- How to complete this task -
The full set of entries should be repeated without a single change.
Data for analysis START
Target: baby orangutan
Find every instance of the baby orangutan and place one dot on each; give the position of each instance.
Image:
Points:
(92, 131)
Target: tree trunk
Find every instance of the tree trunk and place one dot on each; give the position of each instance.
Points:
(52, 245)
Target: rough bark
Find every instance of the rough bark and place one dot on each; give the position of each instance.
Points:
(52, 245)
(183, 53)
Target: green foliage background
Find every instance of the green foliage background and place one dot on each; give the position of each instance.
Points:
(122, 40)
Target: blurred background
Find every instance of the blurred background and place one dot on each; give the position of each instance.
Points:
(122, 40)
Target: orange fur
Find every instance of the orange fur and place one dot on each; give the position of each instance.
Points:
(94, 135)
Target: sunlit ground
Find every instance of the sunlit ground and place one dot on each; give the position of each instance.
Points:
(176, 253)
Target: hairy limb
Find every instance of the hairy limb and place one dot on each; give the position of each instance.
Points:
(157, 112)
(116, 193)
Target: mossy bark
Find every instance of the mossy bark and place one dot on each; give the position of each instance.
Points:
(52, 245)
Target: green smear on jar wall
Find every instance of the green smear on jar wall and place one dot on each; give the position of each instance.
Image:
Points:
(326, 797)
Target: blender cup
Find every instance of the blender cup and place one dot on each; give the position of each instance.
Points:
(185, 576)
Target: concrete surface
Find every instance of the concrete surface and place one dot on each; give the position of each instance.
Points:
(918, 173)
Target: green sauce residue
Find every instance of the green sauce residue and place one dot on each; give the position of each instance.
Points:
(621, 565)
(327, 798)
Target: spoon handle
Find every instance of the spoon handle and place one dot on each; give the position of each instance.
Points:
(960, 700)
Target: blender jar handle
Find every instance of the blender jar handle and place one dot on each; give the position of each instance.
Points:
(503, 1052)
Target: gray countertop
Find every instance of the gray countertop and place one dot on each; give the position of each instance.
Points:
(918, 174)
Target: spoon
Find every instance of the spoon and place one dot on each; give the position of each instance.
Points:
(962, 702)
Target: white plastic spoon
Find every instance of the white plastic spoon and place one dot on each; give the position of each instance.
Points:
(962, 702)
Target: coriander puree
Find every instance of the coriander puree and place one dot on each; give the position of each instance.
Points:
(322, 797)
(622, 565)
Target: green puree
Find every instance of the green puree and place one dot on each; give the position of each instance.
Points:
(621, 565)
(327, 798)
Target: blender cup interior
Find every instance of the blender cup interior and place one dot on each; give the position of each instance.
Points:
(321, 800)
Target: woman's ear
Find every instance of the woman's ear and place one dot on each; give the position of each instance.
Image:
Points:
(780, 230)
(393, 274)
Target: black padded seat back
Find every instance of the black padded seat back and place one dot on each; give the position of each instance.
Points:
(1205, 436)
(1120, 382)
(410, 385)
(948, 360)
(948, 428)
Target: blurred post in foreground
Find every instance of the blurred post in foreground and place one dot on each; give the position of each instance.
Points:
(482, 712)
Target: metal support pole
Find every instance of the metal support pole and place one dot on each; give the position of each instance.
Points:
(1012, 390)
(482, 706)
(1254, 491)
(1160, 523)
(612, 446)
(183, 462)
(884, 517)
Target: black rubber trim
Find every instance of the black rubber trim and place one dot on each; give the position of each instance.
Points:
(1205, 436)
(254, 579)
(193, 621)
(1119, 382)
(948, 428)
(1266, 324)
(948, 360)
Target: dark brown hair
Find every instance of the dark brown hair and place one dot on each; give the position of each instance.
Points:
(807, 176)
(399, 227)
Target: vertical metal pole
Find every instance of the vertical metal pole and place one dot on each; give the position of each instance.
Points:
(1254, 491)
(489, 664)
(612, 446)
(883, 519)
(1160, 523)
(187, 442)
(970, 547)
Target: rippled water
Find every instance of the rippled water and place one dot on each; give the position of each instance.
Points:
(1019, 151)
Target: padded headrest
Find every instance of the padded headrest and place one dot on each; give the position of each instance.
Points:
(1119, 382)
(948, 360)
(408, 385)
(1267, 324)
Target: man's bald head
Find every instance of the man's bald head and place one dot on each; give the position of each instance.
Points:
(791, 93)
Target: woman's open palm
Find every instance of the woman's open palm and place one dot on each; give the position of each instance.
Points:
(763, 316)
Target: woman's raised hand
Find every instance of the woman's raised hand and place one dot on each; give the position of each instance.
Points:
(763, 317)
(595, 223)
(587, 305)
Data for analysis END
- Solved exercise -
Target: baby orangutan
Find every instance of the baby orangutan and place one dot on each; give the position of each instance.
Image:
Points:
(92, 131)
Target: tree trunk
Find every instance of the tree trunk and place one dot on each; give the position of each instance.
Points:
(52, 245)
Target: rough bark
Find every instance of the rough bark and place one dot on each; give the position of each instance.
Points:
(52, 245)
(183, 53)
Target: green foliage background
Find every instance of the green foliage background and place one dot on each; give the position of each instance.
Points:
(122, 40)
Target: blurred background
Find every instance of the blurred background and place one dot on each; give the position of each instance.
Points:
(122, 40)
Target: orange fur
Find every instance of the orange fur and place one dot on each; give the position of each instance.
Points:
(94, 135)
Target: sunlit ground
Find every instance of the sunlit ground and place one dot on each; give the position of each instance.
Points:
(176, 253)
Target: hairy limb
Find every instance of the hairy limb and place one dot on each; give the position of each instance.
Points:
(157, 112)
(116, 193)
Target: mossy bark
Find every instance of the mossy bark and place one dot on each; give the position of each instance.
Points:
(52, 245)
Target: green smear on jar wall
Find every instance of the green smear on jar wall and place one dot on each; give the position of each instance.
Image:
Points:
(326, 797)
Target: blender cup
Find every instance of the blender cup and place one dot on each; give the position of each instance.
Points:
(185, 576)
Target: concrete surface
Find every instance of the concrete surface and place one dot on each; give the position of each instance.
Points:
(918, 173)
Target: green sauce residue
Find every instance of the green sauce residue and place one dot on each; give the position of each instance.
Points:
(621, 565)
(327, 798)
Target: spoon handle
Find every instance of the spoon handle and place one dot on each; give the position of each instance.
Points:
(960, 700)
Target: blender jar handle
Find every instance of the blender jar handle and place one dot on each; give the position of each instance.
Points:
(503, 1052)
Target: gray countertop
Find every instance of the gray countertop and place one dot on each; give the position of each instance.
Points:
(918, 174)
Target: spoon
Find every instance of the spoon and place one dot on each; give the position of each instance.
Points:
(962, 702)
Target: white plastic spoon
Find every instance of the white plastic spoon and place one dot on each; give the position of each instance.
Points:
(962, 702)
Target: coriander puree
Find every instance of the coriander puree and place one dot on each; give the position of each instance.
Points:
(322, 797)
(622, 565)
Target: green puree
Find every instance of the green puree and place one dot on each; give the position of each instance.
Points:
(621, 565)
(327, 798)
Target: blender cup interior
Find every instance of the blender cup interior and place one dot on each; give the position of each instance.
Points:
(321, 800)
Target: woman's ear
Find every instance of the woman's ear and place one dot on each; give the position of each instance.
Image:
Points:
(780, 230)
(393, 274)
Target: black padded seat back
Find every instance of the black padded seat back and place one dot on each; give the position of each instance.
Points:
(1205, 436)
(1120, 382)
(410, 385)
(948, 360)
(948, 428)
Target: blurred post in foreground
Find every instance of the blurred post in foreground and place one dot on each; give the position of each instance.
Points:
(482, 712)
Target: metal support pole
Find every instance of the metal support pole and place one dot on each; give the position of each instance.
Points:
(1012, 390)
(482, 706)
(1254, 491)
(1160, 523)
(612, 446)
(183, 462)
(884, 517)
Target: black rubber trim
Find every instance of the black rubber trim and place one dot on each; give the position of each instance.
Points:
(1205, 436)
(254, 579)
(193, 621)
(1119, 382)
(948, 428)
(1266, 324)
(948, 360)
Target: dark brown hair
Find every instance of the dark brown hair and place one dot on each; give the position of each instance.
Points:
(807, 176)
(399, 227)
Target: vertical metal pole
Find every instance of the vertical metal pole and place one dot on each; give the position of each instance.
Points:
(1254, 491)
(489, 664)
(612, 446)
(883, 519)
(1160, 523)
(187, 442)
(970, 547)
Target: rippled water
Find every instance of the rippled water and place one dot on each; give the position of each instance.
Points:
(1019, 151)
Target: padded headrest
Find every instance of the padded headrest and place one dot on each; give the position of each instance.
Points:
(1119, 382)
(948, 360)
(408, 385)
(1267, 324)
Target: man's bald head
Find every instance of the man's bald head and place one dot on each; give the position of each instance.
Points:
(791, 93)
Target: woman's open palm
Find every instance of the woman's open palm and place one dot on each; give the position of each instance.
Points:
(763, 316)
Target: woman's raised hand
Find every instance of the woman's raised hand and place one dot on each; give the position of each instance.
Points:
(763, 317)
(595, 223)
(587, 305)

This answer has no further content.